The request: Rewrite the records between the lines holding "of the iwan" and "[(693, 16)]", inclusive, substituting "pairs" for each "tuples" and leaving everything else unchanged.

Data excerpts:
※

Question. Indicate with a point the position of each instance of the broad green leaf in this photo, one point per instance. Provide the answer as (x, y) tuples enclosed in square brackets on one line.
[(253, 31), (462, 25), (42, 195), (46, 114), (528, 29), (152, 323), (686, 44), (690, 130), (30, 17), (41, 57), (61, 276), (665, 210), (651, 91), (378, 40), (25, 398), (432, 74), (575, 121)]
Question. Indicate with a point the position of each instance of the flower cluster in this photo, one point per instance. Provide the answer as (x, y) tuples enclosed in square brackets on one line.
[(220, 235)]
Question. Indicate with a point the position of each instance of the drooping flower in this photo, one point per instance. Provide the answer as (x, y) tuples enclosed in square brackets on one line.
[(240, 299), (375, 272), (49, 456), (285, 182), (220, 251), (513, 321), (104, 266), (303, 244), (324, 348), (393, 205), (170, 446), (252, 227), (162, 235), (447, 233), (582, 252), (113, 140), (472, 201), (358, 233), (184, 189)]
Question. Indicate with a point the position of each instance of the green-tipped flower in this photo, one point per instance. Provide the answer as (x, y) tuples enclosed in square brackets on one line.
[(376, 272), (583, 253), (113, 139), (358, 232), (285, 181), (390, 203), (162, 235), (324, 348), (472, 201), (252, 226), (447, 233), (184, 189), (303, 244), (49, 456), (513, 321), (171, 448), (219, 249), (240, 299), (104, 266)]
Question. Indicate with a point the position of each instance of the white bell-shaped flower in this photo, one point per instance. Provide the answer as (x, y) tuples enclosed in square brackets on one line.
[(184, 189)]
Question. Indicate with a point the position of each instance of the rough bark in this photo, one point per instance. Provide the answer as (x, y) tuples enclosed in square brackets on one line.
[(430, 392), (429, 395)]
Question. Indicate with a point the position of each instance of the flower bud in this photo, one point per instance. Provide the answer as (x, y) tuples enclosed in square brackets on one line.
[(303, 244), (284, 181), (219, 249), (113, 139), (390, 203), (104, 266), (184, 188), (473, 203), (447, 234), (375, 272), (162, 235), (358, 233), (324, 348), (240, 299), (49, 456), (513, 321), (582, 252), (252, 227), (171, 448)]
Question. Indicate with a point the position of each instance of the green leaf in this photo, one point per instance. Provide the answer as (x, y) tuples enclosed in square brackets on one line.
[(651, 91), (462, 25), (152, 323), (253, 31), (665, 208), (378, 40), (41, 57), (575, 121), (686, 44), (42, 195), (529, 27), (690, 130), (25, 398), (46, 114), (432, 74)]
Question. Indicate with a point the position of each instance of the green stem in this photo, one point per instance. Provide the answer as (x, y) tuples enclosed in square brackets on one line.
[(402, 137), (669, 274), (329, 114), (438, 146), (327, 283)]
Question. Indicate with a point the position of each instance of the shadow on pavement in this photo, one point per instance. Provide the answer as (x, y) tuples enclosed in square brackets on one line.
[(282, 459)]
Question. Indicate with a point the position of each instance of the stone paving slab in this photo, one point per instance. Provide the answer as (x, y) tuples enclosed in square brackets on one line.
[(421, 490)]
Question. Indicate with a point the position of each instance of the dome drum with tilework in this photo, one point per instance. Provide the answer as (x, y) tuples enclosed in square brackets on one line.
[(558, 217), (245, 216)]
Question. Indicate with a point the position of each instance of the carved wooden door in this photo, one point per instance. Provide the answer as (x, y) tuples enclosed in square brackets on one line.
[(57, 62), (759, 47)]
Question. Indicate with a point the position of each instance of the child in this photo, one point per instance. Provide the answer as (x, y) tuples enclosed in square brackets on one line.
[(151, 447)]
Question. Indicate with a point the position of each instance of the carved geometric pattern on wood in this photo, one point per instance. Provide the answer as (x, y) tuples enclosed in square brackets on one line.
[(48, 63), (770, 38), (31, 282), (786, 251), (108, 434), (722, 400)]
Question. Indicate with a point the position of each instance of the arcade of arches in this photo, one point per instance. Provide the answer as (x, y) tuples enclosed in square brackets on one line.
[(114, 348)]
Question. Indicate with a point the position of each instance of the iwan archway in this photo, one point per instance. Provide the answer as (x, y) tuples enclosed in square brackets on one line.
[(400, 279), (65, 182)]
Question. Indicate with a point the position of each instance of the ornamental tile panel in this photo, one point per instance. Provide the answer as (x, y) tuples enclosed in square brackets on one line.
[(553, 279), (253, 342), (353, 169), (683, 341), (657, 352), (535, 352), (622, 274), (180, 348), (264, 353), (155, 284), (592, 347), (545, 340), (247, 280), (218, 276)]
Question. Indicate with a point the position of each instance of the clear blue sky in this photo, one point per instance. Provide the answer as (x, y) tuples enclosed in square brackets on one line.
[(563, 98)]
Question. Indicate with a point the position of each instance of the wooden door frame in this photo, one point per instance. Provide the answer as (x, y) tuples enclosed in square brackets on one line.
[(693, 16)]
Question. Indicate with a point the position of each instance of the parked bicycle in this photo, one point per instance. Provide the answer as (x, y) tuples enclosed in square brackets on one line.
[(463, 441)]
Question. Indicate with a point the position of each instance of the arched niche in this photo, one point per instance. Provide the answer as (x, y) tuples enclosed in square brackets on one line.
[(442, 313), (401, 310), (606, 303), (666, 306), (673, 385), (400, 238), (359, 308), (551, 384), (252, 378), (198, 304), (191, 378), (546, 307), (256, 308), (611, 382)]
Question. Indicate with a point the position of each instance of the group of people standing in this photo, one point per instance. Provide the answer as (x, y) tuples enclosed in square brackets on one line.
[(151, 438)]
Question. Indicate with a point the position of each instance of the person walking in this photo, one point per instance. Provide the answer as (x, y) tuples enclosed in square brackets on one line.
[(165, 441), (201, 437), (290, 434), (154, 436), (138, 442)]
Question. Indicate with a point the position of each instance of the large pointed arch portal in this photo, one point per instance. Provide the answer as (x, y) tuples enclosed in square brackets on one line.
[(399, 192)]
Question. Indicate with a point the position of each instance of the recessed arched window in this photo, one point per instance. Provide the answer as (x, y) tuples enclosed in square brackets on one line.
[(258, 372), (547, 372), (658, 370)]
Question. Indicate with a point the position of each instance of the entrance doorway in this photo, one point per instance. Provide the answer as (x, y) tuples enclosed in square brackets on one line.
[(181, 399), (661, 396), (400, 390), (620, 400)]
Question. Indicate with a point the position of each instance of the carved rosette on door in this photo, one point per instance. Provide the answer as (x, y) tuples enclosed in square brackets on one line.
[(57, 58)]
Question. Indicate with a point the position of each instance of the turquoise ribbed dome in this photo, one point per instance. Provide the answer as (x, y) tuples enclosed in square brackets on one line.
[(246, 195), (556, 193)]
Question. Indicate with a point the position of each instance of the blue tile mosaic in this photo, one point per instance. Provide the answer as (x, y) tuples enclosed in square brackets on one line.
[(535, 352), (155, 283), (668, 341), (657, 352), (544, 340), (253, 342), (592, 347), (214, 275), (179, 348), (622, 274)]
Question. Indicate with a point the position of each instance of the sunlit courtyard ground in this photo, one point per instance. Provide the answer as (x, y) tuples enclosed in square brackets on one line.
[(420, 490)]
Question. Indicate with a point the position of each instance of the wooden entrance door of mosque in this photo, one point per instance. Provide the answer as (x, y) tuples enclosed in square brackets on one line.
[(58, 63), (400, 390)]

※

Finished answer:
Question. Indicate with a point the position of each instance of the iwan archway in this photo, one point per instance. Provide the answer as (x, y) pairs enclosed in square brackets on one line.
[(400, 279), (65, 182)]
Question. Indicate with a point the position of each instance of the ornamental tile panel in this photo, one point per instance. Provide the answer as (x, y) pairs enclosed in square brackets on one line.
[(553, 279), (253, 342), (353, 169), (683, 341), (657, 352), (535, 352), (622, 274), (180, 348), (264, 353), (155, 284), (592, 347), (545, 340), (247, 280), (218, 276)]
Question. Indicate with a point the position of each instance of the clear blue sky in this photo, one point per instance. Provide the answer as (x, y) pairs enclosed in square brackets on one line.
[(563, 98)]
Question. Indicate with a point the position of each instance of the wooden door frame in this photo, one point per instance. Provide the answer as (x, y) pairs enclosed in square brackets on one line.
[(693, 16)]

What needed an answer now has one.